Data provided —
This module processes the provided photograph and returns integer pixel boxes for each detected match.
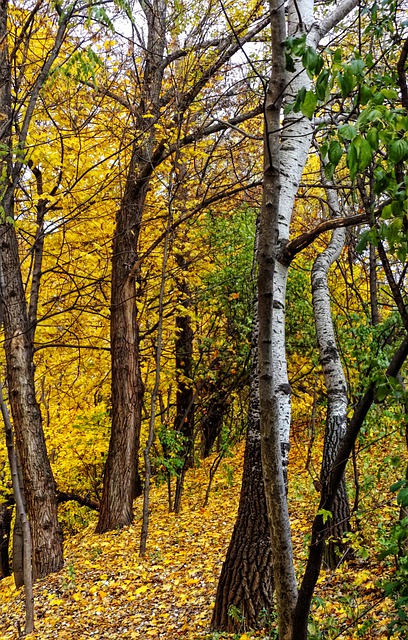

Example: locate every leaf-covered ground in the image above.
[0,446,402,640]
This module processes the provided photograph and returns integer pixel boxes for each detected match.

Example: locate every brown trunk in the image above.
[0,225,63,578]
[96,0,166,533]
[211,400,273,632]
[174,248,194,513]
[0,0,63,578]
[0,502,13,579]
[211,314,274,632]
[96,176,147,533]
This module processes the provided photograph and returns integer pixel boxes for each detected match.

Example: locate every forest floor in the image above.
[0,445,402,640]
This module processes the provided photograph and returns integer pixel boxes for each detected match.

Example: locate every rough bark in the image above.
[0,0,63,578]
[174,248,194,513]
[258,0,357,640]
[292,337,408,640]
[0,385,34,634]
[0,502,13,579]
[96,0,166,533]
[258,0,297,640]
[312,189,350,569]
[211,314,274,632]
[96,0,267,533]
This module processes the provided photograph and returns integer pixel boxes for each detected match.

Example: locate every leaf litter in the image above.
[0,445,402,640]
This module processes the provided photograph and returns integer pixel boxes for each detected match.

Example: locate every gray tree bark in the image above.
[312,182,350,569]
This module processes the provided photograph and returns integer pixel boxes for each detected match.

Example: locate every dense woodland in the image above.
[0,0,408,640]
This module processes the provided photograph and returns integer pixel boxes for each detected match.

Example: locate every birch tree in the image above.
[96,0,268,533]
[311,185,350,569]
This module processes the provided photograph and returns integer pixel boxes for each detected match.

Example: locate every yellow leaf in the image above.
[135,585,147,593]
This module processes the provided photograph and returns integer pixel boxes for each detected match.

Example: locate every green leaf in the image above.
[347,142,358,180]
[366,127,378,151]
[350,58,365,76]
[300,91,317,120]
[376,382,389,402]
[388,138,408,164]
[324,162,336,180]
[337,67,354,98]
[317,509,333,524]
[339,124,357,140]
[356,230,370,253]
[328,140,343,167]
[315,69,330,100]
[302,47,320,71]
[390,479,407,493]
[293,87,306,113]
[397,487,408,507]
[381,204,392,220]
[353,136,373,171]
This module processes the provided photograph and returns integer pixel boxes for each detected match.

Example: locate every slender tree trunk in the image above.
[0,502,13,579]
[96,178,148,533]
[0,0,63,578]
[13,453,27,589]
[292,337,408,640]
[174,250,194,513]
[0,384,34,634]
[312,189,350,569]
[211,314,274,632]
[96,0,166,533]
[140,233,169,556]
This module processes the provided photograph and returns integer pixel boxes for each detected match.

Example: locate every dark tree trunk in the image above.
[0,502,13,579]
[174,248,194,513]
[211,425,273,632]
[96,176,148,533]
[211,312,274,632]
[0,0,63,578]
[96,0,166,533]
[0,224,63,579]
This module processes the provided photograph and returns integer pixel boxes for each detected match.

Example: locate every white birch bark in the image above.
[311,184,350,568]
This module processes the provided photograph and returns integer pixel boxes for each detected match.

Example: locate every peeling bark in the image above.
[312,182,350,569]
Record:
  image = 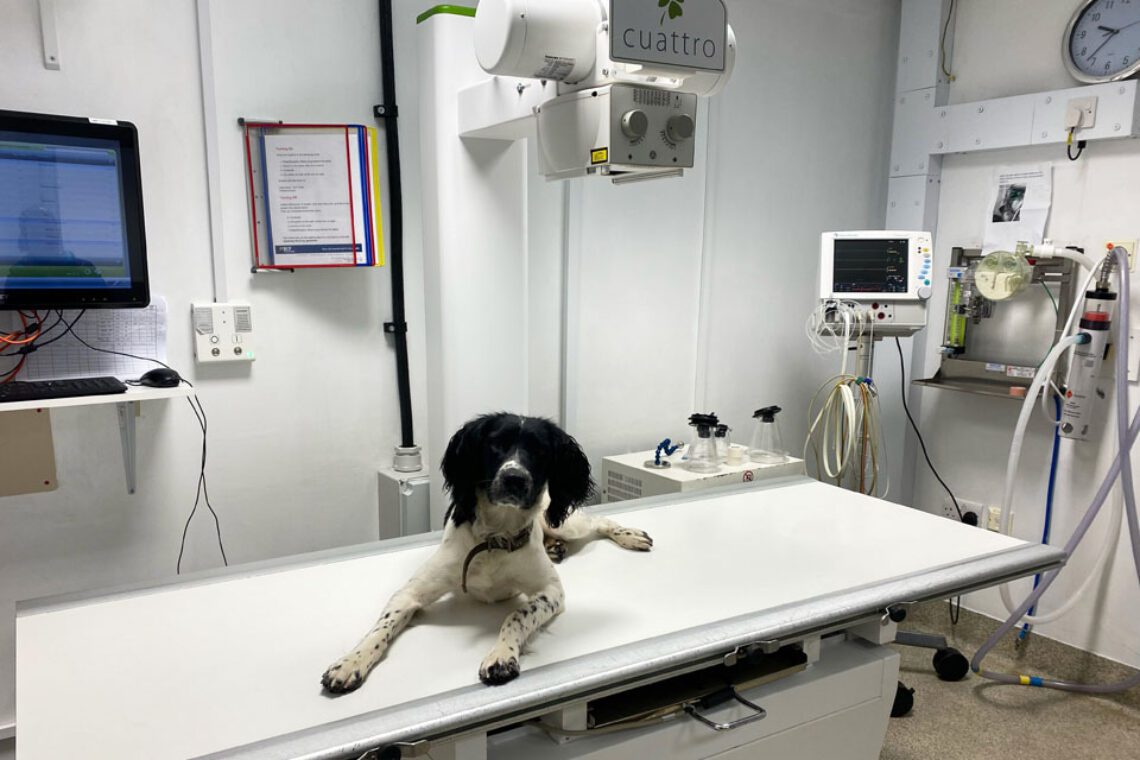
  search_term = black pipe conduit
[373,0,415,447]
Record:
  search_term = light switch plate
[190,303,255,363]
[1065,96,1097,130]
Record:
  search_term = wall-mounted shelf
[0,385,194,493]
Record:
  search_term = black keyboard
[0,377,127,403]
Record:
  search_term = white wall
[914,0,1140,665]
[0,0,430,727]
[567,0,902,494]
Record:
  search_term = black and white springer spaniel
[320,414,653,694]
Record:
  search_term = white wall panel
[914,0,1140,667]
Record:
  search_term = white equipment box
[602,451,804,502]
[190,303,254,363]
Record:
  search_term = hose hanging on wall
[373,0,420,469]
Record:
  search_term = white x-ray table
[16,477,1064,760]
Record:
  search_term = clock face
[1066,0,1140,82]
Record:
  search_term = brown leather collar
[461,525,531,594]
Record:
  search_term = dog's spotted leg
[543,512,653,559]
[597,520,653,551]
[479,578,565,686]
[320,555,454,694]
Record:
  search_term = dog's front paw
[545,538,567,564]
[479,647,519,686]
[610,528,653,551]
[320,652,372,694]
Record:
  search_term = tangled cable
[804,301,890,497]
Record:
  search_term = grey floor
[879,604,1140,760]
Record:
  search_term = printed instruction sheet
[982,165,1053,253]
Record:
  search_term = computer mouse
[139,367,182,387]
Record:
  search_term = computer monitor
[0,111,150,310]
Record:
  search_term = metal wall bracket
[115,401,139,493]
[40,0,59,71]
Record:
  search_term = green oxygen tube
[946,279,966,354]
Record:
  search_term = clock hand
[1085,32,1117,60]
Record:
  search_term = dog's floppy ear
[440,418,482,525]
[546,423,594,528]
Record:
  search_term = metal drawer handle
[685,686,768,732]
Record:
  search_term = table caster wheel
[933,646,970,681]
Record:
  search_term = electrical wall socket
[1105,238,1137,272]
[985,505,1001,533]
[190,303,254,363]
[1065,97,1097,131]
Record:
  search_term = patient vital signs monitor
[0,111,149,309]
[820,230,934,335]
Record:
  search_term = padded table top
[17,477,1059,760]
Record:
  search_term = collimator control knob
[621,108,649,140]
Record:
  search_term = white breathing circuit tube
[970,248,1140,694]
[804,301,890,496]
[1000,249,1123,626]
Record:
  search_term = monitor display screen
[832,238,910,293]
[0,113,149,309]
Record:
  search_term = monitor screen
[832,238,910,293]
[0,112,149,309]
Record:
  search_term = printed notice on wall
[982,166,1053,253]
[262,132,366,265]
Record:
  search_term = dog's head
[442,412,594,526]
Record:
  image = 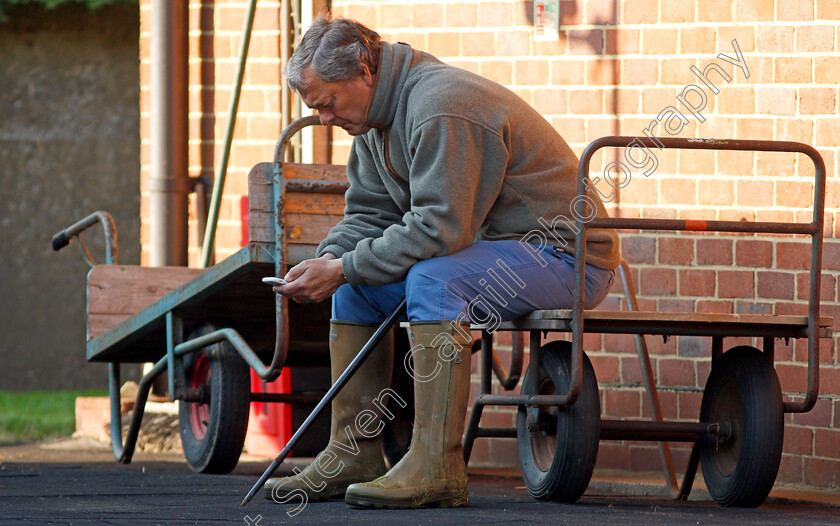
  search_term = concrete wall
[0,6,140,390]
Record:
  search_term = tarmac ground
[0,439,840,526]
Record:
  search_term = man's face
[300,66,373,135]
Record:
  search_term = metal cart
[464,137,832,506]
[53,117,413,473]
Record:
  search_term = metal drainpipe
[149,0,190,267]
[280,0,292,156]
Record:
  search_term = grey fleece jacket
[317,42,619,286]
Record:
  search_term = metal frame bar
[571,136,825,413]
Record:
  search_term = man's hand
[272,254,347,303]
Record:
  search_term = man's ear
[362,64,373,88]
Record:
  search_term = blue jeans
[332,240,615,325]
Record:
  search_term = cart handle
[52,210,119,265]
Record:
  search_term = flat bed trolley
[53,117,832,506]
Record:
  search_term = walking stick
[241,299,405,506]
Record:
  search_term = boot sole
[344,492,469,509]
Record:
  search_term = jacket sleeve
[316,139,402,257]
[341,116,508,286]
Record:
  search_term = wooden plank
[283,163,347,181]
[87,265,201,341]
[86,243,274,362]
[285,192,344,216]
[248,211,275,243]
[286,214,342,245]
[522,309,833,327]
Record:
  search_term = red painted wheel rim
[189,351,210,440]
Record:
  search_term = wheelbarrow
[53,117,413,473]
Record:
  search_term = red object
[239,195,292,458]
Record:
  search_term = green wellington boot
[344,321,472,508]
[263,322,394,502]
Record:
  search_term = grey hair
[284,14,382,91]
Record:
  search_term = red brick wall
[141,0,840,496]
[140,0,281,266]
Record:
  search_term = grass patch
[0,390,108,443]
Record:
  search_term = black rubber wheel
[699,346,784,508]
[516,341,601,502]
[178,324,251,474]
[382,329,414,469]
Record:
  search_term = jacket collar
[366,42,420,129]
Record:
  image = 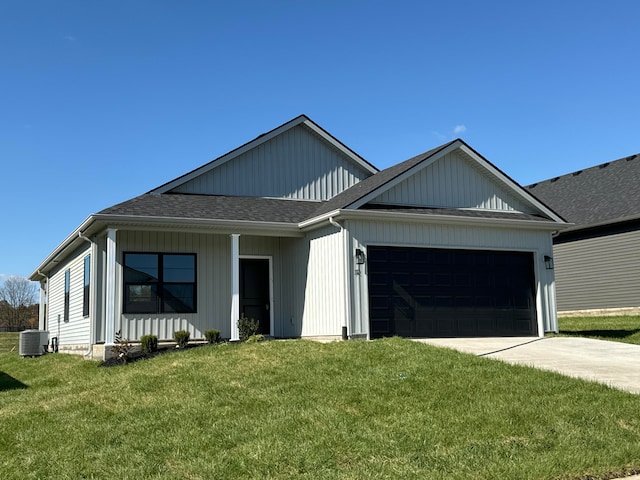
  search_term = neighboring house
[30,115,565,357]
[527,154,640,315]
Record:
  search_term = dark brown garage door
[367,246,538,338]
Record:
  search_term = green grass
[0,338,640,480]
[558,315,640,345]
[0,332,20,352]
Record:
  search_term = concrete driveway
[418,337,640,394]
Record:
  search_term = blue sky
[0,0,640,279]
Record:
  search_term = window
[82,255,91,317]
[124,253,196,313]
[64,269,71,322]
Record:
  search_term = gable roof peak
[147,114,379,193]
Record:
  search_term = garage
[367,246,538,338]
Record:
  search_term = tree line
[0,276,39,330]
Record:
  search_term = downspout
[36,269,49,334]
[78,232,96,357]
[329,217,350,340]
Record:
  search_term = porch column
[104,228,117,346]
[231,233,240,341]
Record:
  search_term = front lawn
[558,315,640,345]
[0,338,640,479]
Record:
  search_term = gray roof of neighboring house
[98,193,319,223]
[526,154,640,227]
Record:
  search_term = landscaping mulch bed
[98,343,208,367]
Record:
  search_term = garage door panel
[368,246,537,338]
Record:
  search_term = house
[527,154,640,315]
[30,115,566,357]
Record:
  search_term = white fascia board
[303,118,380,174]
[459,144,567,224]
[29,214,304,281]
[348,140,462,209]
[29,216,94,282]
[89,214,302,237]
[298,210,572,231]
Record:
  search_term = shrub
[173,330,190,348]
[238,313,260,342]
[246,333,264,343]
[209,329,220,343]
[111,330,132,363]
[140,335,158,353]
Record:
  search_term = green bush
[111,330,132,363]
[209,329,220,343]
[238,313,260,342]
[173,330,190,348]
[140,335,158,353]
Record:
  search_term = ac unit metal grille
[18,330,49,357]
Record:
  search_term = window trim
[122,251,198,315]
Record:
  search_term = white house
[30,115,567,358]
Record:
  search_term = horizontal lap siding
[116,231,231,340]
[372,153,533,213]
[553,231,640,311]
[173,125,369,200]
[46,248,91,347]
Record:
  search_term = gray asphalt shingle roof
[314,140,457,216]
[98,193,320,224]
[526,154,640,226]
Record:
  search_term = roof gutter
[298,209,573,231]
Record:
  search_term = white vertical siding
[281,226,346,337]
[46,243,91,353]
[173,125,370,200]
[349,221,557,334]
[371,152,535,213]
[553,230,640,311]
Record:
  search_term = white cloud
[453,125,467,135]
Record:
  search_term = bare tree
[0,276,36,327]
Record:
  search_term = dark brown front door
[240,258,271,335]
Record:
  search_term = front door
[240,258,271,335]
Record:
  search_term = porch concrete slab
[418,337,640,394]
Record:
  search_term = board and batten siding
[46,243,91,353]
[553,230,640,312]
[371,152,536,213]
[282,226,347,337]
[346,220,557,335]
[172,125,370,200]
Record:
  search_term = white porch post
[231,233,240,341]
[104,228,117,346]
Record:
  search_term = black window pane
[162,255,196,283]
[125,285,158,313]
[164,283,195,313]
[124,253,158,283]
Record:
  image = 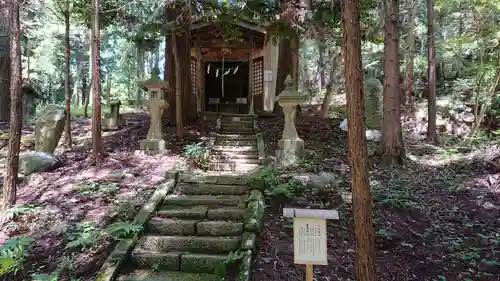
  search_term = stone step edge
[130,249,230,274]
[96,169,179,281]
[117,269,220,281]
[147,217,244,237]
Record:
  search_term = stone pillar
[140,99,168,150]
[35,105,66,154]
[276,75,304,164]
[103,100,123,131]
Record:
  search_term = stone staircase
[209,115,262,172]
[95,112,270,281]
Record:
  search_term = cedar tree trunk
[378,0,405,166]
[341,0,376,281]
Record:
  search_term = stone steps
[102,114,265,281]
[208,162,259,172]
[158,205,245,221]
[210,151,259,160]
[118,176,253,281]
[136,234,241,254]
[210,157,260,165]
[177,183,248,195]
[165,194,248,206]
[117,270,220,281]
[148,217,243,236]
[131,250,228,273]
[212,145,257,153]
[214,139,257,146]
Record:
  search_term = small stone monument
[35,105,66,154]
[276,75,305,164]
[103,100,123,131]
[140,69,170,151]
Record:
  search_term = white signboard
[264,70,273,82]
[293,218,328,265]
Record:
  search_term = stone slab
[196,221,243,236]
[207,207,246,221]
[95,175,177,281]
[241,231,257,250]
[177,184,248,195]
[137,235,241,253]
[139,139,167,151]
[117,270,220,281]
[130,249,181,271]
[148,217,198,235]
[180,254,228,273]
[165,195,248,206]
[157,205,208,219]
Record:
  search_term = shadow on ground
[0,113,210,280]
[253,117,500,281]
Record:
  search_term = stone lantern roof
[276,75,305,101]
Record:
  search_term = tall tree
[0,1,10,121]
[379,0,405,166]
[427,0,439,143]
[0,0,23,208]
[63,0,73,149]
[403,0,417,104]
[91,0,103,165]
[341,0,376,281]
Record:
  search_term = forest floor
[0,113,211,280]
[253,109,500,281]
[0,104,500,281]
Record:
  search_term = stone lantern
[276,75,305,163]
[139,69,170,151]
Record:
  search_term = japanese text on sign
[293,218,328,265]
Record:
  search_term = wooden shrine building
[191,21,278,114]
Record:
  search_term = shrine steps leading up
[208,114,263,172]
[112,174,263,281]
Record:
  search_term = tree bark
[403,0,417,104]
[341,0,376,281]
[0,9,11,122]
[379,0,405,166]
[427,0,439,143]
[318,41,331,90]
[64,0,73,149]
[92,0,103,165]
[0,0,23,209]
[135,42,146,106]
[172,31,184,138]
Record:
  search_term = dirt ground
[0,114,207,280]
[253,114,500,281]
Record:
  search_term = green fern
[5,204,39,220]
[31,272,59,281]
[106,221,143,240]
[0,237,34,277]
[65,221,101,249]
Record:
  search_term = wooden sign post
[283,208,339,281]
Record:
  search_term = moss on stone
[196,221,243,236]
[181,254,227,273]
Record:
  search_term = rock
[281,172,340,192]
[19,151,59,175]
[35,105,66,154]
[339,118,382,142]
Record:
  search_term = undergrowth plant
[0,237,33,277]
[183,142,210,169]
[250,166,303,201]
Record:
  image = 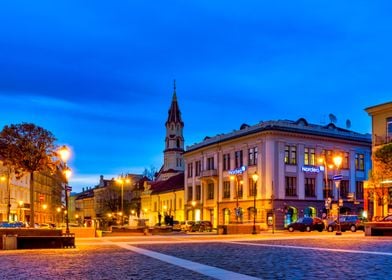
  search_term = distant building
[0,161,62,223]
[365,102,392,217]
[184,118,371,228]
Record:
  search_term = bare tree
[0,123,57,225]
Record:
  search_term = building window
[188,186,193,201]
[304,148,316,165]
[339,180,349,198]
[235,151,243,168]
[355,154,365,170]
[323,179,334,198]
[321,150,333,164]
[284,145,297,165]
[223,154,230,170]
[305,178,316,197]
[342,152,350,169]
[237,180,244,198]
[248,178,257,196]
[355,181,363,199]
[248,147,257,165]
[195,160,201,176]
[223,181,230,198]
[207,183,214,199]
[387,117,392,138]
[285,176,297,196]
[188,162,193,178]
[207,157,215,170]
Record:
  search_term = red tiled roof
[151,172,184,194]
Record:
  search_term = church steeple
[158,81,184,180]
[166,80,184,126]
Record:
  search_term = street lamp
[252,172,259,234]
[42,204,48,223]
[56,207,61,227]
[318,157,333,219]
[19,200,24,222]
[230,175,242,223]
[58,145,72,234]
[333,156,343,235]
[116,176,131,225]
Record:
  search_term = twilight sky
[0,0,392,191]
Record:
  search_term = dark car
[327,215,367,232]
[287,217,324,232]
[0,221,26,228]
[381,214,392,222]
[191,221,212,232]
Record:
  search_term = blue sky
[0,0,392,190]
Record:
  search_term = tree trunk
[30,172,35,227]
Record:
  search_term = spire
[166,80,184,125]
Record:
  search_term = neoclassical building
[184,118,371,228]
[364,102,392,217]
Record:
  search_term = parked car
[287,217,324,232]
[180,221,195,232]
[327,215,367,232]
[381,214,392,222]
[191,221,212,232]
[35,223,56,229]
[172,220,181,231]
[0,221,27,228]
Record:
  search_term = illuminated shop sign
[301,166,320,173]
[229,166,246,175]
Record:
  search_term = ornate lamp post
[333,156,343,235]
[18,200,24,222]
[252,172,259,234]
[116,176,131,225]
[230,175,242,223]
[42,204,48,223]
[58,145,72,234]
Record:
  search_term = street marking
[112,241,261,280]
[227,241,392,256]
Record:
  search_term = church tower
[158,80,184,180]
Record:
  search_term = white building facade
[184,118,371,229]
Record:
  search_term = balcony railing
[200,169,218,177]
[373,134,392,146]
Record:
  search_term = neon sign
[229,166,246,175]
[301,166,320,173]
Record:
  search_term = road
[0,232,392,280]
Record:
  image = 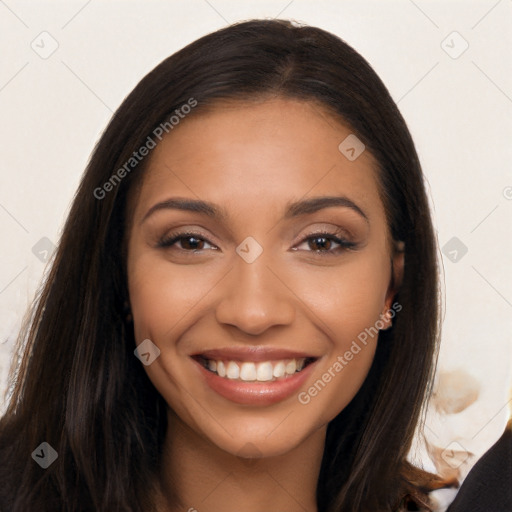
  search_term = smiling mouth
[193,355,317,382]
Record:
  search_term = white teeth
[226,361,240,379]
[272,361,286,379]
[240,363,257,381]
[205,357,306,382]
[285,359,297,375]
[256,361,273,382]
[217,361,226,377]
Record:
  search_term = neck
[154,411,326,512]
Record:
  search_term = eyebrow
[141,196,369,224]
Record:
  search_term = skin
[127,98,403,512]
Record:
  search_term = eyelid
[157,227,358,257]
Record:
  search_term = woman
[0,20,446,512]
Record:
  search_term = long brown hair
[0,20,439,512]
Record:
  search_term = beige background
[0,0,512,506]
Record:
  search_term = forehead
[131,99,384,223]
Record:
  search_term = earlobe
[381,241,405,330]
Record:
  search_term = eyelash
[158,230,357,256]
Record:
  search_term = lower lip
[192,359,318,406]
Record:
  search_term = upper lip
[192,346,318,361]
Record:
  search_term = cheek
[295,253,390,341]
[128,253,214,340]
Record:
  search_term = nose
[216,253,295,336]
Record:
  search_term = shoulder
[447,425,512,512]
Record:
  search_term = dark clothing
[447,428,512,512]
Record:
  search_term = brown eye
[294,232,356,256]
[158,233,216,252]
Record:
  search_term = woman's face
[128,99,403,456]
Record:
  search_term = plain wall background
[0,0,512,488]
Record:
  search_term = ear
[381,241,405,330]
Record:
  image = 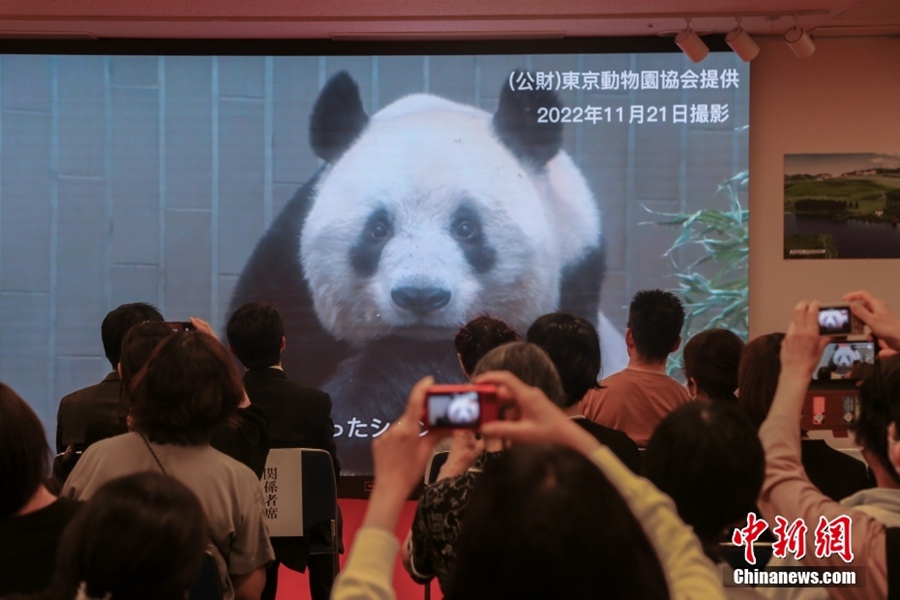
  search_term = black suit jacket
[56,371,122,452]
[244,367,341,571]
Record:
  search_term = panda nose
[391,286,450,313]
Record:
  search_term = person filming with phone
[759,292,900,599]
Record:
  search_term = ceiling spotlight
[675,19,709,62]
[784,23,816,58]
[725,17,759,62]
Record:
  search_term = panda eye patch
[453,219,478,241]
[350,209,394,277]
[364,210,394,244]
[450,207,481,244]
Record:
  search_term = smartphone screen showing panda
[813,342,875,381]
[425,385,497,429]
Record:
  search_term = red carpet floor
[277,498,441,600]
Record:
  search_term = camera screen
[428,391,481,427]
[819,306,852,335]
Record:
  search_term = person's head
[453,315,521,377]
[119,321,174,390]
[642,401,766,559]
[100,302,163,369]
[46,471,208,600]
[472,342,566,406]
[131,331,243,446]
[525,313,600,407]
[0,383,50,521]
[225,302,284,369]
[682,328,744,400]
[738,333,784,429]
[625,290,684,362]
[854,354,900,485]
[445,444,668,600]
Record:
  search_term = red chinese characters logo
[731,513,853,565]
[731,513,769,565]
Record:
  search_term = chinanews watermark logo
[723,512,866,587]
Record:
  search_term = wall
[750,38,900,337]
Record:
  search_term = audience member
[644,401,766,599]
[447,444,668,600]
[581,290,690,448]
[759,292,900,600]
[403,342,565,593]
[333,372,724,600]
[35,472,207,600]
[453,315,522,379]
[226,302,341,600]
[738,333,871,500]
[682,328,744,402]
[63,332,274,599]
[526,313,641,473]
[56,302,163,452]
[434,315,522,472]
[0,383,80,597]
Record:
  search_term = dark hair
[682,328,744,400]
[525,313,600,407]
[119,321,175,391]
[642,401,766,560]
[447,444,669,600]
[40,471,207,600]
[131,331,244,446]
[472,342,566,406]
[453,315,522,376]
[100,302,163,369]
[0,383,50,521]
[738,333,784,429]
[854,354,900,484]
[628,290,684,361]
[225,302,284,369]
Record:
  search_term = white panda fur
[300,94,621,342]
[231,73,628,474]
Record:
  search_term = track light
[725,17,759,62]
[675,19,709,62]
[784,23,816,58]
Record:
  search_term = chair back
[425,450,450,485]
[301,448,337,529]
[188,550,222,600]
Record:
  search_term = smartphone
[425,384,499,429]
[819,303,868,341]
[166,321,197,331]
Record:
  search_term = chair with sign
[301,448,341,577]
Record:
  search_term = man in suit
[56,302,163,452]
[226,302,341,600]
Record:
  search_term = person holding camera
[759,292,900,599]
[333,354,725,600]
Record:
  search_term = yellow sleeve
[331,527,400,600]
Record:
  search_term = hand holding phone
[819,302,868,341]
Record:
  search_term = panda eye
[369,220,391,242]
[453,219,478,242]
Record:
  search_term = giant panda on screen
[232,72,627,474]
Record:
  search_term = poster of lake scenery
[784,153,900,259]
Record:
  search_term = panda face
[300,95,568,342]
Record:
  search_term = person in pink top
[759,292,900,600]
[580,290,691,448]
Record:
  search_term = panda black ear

Objective — Pull out every line of the records that contains the string "printed", counting a line only when its capitalization matches.

Task answer —
  search_term = printed instruction sheet
  search_term = printed notice on wall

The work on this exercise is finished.